**Given request**. Duplicate the data below, starting at the line with "of the dried" and continuing up to and including the line with "x=750 y=186".
**** Provided information
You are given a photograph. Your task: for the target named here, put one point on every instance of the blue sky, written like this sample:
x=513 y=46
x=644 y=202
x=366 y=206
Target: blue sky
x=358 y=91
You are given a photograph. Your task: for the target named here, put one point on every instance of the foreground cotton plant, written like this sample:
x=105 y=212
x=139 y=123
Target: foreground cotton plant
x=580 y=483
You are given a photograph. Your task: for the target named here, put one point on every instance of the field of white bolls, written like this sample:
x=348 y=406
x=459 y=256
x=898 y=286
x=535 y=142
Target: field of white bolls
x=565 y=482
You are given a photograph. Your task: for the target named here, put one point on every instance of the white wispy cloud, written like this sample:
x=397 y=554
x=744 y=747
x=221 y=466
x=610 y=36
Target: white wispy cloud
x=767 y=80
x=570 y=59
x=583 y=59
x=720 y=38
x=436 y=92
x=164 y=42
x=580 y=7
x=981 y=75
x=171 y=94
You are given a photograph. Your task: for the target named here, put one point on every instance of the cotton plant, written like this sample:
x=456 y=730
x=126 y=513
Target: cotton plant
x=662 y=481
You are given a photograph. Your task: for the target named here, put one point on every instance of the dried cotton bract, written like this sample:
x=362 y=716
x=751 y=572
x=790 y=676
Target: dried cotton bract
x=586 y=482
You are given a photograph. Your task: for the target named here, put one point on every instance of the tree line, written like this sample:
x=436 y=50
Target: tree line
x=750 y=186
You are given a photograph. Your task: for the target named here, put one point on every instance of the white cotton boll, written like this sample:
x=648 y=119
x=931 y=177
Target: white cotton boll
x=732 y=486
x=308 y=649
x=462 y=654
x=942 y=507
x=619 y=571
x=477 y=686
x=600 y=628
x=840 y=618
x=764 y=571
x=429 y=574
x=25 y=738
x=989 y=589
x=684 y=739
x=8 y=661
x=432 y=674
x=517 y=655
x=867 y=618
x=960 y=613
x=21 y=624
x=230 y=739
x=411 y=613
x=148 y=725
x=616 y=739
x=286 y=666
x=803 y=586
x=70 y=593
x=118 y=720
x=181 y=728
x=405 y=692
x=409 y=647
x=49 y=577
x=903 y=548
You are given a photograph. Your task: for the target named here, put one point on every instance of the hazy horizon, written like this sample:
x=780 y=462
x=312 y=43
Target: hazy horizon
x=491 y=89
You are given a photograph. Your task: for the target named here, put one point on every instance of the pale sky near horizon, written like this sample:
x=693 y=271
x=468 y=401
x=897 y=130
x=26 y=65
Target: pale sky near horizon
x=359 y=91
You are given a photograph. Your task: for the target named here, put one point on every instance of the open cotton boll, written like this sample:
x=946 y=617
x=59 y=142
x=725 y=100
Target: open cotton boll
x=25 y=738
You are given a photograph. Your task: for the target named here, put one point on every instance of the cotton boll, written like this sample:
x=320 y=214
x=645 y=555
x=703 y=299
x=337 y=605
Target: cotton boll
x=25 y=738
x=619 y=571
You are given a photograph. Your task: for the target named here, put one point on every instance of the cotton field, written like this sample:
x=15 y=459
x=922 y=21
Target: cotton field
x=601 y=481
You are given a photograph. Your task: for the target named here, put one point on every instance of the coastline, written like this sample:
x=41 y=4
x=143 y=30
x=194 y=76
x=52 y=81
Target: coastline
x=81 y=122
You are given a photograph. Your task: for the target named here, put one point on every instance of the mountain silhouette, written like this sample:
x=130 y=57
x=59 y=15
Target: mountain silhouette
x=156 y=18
********
**Exercise solution**.
You are given a photograph. Your task: for the target named here, put one point on every instance of the dried cotton bract, written like this sample:
x=362 y=716
x=751 y=572
x=790 y=676
Target: dried cotton bract
x=586 y=482
You are given a photograph. Your task: for the target named here, put one point on every instance of the tree line, written like this sample:
x=436 y=50
Target: tree line
x=750 y=186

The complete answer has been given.